__Aim__: Go through the material and write it all out exactly, minus the pictures.

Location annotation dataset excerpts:
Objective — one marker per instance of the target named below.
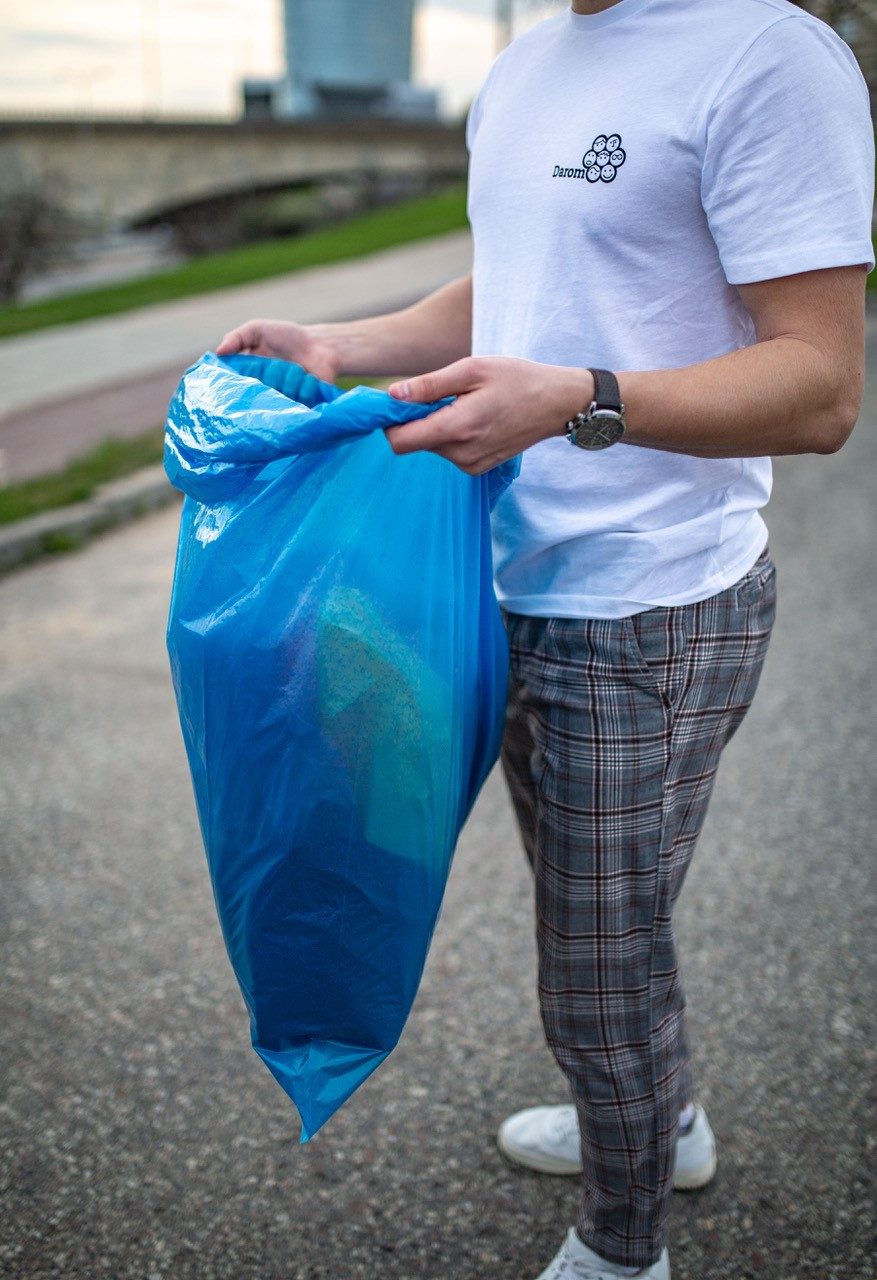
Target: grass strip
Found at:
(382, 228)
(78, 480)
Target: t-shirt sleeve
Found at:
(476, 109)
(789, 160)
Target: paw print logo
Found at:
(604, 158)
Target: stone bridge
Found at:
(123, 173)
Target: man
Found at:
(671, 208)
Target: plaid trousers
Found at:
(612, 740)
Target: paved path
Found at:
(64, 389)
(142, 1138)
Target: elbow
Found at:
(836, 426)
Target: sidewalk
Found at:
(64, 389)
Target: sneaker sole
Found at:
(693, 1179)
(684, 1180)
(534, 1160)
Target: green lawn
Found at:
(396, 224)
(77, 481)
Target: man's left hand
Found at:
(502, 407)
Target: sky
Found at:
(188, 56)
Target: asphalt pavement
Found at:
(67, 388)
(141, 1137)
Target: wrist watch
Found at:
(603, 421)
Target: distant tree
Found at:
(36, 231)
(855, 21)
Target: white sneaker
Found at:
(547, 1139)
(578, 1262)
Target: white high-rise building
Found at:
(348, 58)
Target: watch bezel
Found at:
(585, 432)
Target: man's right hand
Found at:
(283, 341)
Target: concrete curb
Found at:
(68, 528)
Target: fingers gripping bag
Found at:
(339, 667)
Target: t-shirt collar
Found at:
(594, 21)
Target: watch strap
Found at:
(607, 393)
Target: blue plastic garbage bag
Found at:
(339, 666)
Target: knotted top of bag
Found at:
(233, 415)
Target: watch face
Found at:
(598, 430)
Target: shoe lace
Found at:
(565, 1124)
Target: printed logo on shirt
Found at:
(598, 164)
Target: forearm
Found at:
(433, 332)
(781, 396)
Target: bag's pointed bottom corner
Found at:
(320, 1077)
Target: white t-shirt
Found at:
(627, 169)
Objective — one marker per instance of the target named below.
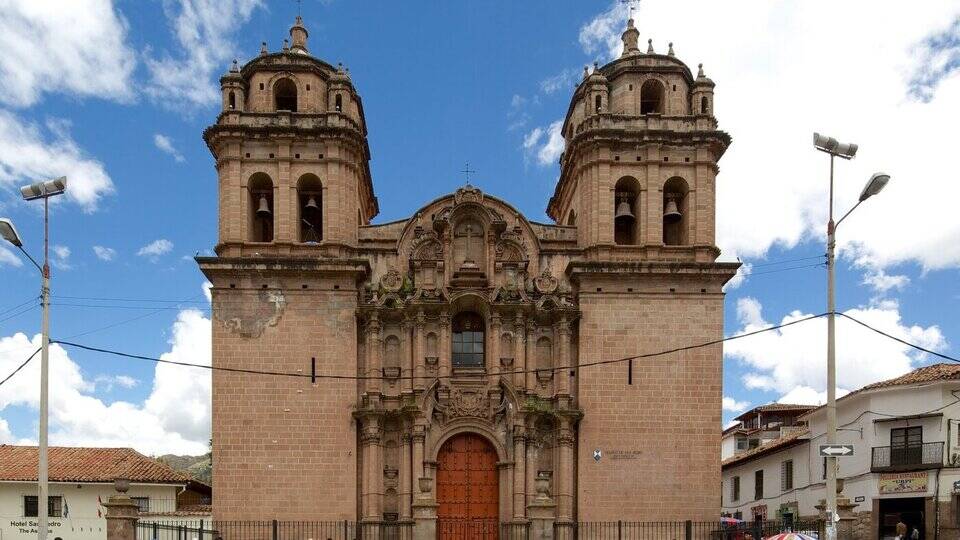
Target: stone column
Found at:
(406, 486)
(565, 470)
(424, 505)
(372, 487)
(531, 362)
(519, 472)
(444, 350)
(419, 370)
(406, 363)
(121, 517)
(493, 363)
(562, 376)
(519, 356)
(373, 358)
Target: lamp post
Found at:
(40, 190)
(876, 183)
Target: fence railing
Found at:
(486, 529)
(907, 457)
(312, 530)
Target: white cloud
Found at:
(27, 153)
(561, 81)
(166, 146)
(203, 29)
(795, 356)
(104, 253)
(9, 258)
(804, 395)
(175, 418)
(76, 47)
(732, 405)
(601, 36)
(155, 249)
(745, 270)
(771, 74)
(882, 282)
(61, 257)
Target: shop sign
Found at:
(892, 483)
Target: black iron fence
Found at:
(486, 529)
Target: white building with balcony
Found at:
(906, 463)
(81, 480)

__Worked answer__:
Objective — one marker per instance of the target named below.
Target: grass strip
Found at:
(382, 228)
(78, 480)
Target: t-shirt sleeve
Found at:
(476, 109)
(789, 160)
Target: paw print logo
Found at:
(604, 158)
Target: stone bridge
Found at:
(123, 173)
Target: man
Found at:
(671, 208)
Target: plaid trousers
Found at:
(612, 740)
Target: paved path
Found at:
(64, 389)
(142, 1138)
Target: elbow
Found at:
(836, 426)
Target: sidewalk
Found at:
(64, 389)
Target: sneaker sole
Found at:
(693, 1179)
(684, 1180)
(534, 1160)
Target: green lawn
Found at:
(396, 224)
(77, 481)
Target: man's left hand
Found at:
(502, 407)
Target: sky
Found at:
(188, 56)
Target: asphalt pavement
Found at:
(67, 388)
(141, 1137)
Target: wrist watch
Found at:
(603, 421)
Target: distant tree
Found at:
(36, 231)
(855, 21)
Target: white sneaker
Found at:
(547, 1139)
(578, 1262)
Target: white high-rise building
Found at:
(348, 58)
Target: watch bezel
Found at:
(585, 432)
Target: man's right hand
Found at:
(283, 341)
Target: concrete curb
Found at:
(68, 528)
Target: fingers gripping bag
Found at:
(339, 667)
Target: t-shirt collar
Found at:
(594, 21)
Target: watch strap
Found at:
(607, 393)
Target: blue plastic garbage bag
Found at:
(339, 666)
Target: knotted top of bag
Found at:
(233, 415)
Target: watch face
Found at:
(598, 430)
Target: shoe lace
Found at:
(565, 1124)
Target: printed logo on shirt
Found at:
(598, 164)
Target: forearm
Found at:
(433, 332)
(781, 396)
Target: bag's pointed bottom corner
Found at:
(320, 1077)
Target: white t-shirt
Found at:
(627, 169)
Objective — one marker per instance of the target named below.
Target: stone column
Found at:
(406, 486)
(565, 470)
(424, 505)
(372, 487)
(531, 362)
(519, 472)
(444, 350)
(419, 370)
(406, 363)
(121, 517)
(493, 363)
(562, 376)
(519, 356)
(373, 358)
Target: lamp post
Found at:
(40, 190)
(876, 183)
Target: fence railing
Found at:
(486, 529)
(907, 457)
(312, 530)
Target: white cloud
Found at:
(27, 153)
(561, 81)
(166, 146)
(203, 29)
(795, 356)
(104, 253)
(9, 258)
(804, 395)
(175, 418)
(76, 47)
(732, 405)
(601, 36)
(155, 249)
(745, 270)
(771, 74)
(882, 282)
(61, 257)
Target: shop sign
Found at:
(892, 483)
Target: black iron fence
Found at:
(486, 529)
Target: white building with balcony
Found at:
(906, 463)
(81, 480)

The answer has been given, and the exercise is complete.